** Source information follows **

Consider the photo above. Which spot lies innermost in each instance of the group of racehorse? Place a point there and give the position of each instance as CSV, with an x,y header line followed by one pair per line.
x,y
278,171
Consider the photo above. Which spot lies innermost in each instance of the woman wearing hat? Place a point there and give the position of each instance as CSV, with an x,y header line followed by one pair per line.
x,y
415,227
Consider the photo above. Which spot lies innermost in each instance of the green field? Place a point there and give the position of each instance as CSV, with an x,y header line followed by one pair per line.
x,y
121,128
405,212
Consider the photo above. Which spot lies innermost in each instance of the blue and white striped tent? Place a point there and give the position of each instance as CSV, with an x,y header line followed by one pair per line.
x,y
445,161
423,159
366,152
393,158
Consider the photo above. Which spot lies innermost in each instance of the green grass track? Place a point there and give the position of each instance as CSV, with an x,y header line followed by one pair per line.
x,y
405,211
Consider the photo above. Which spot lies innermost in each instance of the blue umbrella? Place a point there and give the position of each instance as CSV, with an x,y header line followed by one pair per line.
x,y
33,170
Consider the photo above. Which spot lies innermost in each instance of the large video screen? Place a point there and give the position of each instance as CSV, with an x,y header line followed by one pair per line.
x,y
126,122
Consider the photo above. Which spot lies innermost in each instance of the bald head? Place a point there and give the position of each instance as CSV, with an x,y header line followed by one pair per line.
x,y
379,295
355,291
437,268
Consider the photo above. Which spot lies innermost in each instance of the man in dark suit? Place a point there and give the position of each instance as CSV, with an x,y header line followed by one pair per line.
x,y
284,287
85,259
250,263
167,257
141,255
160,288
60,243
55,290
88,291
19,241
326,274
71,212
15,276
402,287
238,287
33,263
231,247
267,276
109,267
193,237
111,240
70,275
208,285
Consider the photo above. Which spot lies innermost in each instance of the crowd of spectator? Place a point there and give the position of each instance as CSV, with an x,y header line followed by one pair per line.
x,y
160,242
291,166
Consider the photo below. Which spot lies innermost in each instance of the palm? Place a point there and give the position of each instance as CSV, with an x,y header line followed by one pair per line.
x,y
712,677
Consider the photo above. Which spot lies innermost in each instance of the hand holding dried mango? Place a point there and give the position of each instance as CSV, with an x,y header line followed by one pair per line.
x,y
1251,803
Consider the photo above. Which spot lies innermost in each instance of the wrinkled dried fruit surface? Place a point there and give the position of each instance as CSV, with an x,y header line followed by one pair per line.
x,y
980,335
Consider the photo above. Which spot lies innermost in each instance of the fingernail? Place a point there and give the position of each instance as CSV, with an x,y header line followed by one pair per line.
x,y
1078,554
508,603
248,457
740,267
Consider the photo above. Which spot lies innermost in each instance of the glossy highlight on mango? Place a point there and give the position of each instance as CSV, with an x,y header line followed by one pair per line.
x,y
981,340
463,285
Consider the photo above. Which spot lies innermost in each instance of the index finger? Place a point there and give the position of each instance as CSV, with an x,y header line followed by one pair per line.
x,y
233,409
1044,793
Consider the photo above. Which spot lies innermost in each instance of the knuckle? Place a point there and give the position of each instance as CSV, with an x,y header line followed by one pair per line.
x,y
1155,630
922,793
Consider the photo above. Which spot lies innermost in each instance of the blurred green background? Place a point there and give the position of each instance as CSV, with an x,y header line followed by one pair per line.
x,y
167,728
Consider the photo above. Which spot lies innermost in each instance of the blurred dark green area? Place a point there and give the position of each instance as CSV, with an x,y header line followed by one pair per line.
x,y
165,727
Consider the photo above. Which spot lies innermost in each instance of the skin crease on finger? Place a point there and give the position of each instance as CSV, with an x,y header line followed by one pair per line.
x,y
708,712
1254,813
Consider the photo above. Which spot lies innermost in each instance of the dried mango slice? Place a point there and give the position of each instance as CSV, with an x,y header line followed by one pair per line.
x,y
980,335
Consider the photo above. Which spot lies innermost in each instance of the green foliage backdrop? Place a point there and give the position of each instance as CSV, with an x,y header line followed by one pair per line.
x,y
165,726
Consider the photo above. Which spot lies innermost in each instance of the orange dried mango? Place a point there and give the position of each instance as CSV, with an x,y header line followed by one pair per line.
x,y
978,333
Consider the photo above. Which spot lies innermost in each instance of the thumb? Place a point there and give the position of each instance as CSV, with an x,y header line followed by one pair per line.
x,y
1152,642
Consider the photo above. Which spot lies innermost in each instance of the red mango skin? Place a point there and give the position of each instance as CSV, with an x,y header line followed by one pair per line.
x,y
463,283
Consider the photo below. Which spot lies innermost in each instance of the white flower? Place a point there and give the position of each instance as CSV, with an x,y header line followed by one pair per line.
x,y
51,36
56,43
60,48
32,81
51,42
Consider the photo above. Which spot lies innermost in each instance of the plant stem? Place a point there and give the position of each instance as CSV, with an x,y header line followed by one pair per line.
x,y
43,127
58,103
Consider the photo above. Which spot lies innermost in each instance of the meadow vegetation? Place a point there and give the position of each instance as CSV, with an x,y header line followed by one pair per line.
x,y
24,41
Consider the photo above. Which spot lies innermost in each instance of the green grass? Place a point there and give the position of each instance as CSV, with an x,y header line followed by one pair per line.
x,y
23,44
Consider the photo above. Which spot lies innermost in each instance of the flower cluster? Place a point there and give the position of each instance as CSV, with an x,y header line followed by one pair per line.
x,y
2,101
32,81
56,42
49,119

** End of Source information **

= Your assignment =
The expected response is the entire listing, repeated word for word.

= Result =
Consider the photo above. Which spot lies innermost in each instance of the group of racehorse? Place a point there and give the position of each instance as CSV, with an x,y header line followed by one pair per line.
x,y
278,171
Consider the photo above. Which spot lies innermost in each instance of the woman wearing hat? Place a point there and give the position of each instance as CSV, with an x,y header line followed by one pair per line.
x,y
415,227
Consider the photo above. Which spot lies innermost in each instance of the green field? Place a point there and give the position of each instance as CSV, with an x,y header line followed by one pair per line.
x,y
121,128
405,212
Consider the photo above. Which spot lies innermost in each instance of the blue and white striped tent? Place a point there and give the position of each instance as CSV, with an x,y header line followed by one pair per line.
x,y
445,161
423,159
366,152
393,158
Consider the photo above. Which spot lies innermost in each instance of the green grass track? Place a point there and give the position of each instance as CSV, with an x,y header line followed by one pair per line.
x,y
405,211
Consider the photo above. Which spot lies innermost in each instance of the blue umbrella? Place a point there and give the position of each instance as CSV, with an x,y header line followed by one pair per line.
x,y
33,170
Consider the photo above. Which spot lies innermost in each instance of the large video screen? Place a point there and give the position of each instance as CSV, with an x,y header line followed by one pair per line.
x,y
126,122
Consider the photo above. Which spot lies innermost in each instance of the bald head? Place a point there and give the position of each instance as CSV, with an x,y header line followed by one pair per line.
x,y
379,295
355,291
437,268
Consider the photo above. Which spot lies innermost in each instance of the man in dark suit? Place a point there and give the position of each instance as CSV, with an x,y header line followed by one pair per line.
x,y
284,287
85,259
250,263
167,257
141,255
160,288
60,243
55,290
88,291
19,241
326,274
71,212
15,276
402,287
238,287
33,263
231,247
267,276
109,267
193,237
111,240
70,275
208,285
Consider the photo above. Which spot lies innermost in each instance of the crowd of spectator? Place a point there and give the position of each instance as CSV, with an x,y header line followed by one pair per line.
x,y
160,242
291,166
Consider the photo below. Which spot lies innermost in each instance of the palm? Place a point there and give the position of each instance as CSV, with an x,y header line followed by one pair per line.
x,y
712,677
Consider the photo above. Which spot lies innermost in each instance of the hand holding dried mango? Place a point there and give the position of each instance as CSV, with an x,y header line followed by one pair per line.
x,y
1251,803
Consider the photo above. Which spot lies innermost in each instance of the wrinkled dried fruit surface? Place a point there and give the position of each instance as CSV, with an x,y header line followed by one pair per line.
x,y
980,335
Consider the photo above. Which spot lies innermost in each instance of the fingernail? Place a point there and give the position of each instance as CSV, with an x,y header line followed by one pair per line.
x,y
1078,554
508,603
248,457
740,267
Consider the photo above. Which spot lies innermost in each instance of the glossy highlight on mango? Place a point there and give the position of each instance as CSV, with an x,y header line followed by one pair per line.
x,y
981,340
463,285
Consider the photo above. Which spot lies innermost in each instance of the index finger? Place a point there and give the position of each instance as CSV, with an x,y header line followed by one pair per line.
x,y
233,409
1044,793
Consider the photo above. Which spot lies innermost in each instance of the knuckle? Place a point there and give the position of each instance as CSV, with an x,y header line followed by one pair per line.
x,y
1155,630
922,793
Consider the photo above. Which spot lies innermost in each instance of the blurred green background? Place a point there and give the position of each instance as CSV, with an x,y header line followed by one pair per line.
x,y
167,728
Consider the photo above. Which spot lies innermost in each instance of the blurred dark green area? Place a point there and give the position of each instance as CSV, with an x,y header line followed by one pair per line.
x,y
165,727
Consider the photo above. Which spot lies innermost in each instance of the skin crease on finger? Place a point there and give the position of each instance as CSV, with an x,y header line followed by one pair per line.
x,y
708,712
1254,813
Consider the photo above. Which spot lies innermost in each instance of the dried mango slice? Place a point there and give the position of each instance as CSV, with an x,y header line followed by one pair per line.
x,y
980,335
Consider the photo above. Which spot lies innermost in each instance of the green foliage backdrop? Place a point there and give the position of each instance as CSV, with an x,y header line followed by one pair per line.
x,y
165,726
Consider the photo above. Which spot lies innermost in each instance of the orange dried mango? Place a point there and give the position of each instance as CSV, with an x,y header line followed by one pair per line.
x,y
978,333
Consider the photo above. Which spot lies innermost in each instance of the thumb? Place a point there and give the position of each instance as CSV, with an x,y header line followed by one pair per line.
x,y
1152,642
Consider the photo above. Which spot lies innermost in each instance of the red mango skin? Place a point there and give the position of each instance as CSV, with an x,y header line followed by one pair per line.
x,y
463,283
Consider the photo below. Which spot lies innermost in each instance of the white flower? Place a point there and give the position of each instance as CSV, with an x,y header line followed by one pair per line.
x,y
51,36
56,43
60,48
32,81
51,42
Consider the photo above. Which spot lies innermost in each instance of the plant stem? Place a point there and give the position of each instance as CSV, with an x,y header line followed by one pair per line.
x,y
43,127
58,103
Consider the photo above. Which spot lies innermost in each instance of the meadow vegetation? Place a point there and give the position of each instance as CSV, with an x,y header line followed by one pair per line.
x,y
24,41
Consider the photo above. Which spot lies innermost in each instance of the green grass? Place a point there and give the position of each instance as CSV, with an x,y header line followed by one pair per line.
x,y
23,44
Consider the photo above. Which spot lies innermost in each instance of the flower cluster? Place a point there and give the position of each instance as CSV, with an x,y header line followed by one pair per line.
x,y
2,101
32,81
56,42
49,119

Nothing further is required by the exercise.